• _Provided records_
* BEGIN *

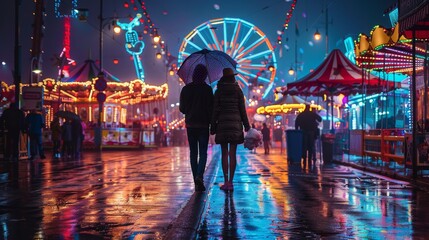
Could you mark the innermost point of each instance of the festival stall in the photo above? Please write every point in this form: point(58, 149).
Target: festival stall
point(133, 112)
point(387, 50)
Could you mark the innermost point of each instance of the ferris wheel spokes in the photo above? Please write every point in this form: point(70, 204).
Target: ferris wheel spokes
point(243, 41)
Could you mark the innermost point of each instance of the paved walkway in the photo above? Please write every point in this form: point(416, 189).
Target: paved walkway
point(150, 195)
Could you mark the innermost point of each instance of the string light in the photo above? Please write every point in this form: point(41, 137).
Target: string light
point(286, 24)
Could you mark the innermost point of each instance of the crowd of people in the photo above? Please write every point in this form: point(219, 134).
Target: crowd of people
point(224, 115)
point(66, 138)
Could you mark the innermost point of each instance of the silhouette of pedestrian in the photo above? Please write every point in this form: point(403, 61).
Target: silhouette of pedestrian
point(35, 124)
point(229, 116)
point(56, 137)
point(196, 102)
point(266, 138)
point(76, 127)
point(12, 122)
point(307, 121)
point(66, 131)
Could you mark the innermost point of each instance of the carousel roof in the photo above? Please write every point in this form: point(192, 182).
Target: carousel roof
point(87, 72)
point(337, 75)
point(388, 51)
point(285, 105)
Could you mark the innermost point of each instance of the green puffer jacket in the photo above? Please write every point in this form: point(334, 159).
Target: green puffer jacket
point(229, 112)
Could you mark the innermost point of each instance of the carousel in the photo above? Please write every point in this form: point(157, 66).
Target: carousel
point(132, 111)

* END *
* BEGIN *

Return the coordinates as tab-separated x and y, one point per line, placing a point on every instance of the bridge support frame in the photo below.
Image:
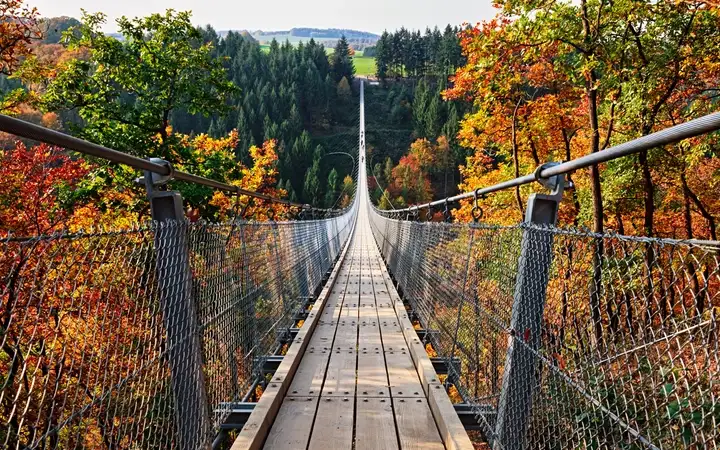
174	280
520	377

* END *

• _What is being asked_
Format the lines of the records above as a numbered list, starting with the line that contains "form: point(416, 189)." and ending with the line that contains "point(66, 131)", both included. Leave out any blank lines.

• _Exercise result_
1. Could you mark the innermost point of each instance of the paved walkway in the photo above? Please write every point in this form: point(416, 189).
2. Target: paved walkway
3. point(150, 195)
4. Could you mark the innermost point of each instance of the string light in the photo above? Please write every point in this form: point(41, 137).
5. Target: string light
6. point(286, 24)
7. Could you mark the innermost point of each instance of the crowd of people in the photo above? Please write every point in this form: point(219, 134).
8. Target: crowd of people
9. point(224, 115)
10. point(66, 138)
11. Could you mark the innermost point of each instance of the silhouette of pedestrian in the photo above? Please write every point in this form: point(403, 61).
12. Target: silhouette of pedestrian
13. point(35, 124)
14. point(229, 116)
15. point(56, 137)
16. point(196, 102)
17. point(266, 138)
18. point(76, 127)
19. point(12, 122)
20. point(307, 121)
21. point(66, 131)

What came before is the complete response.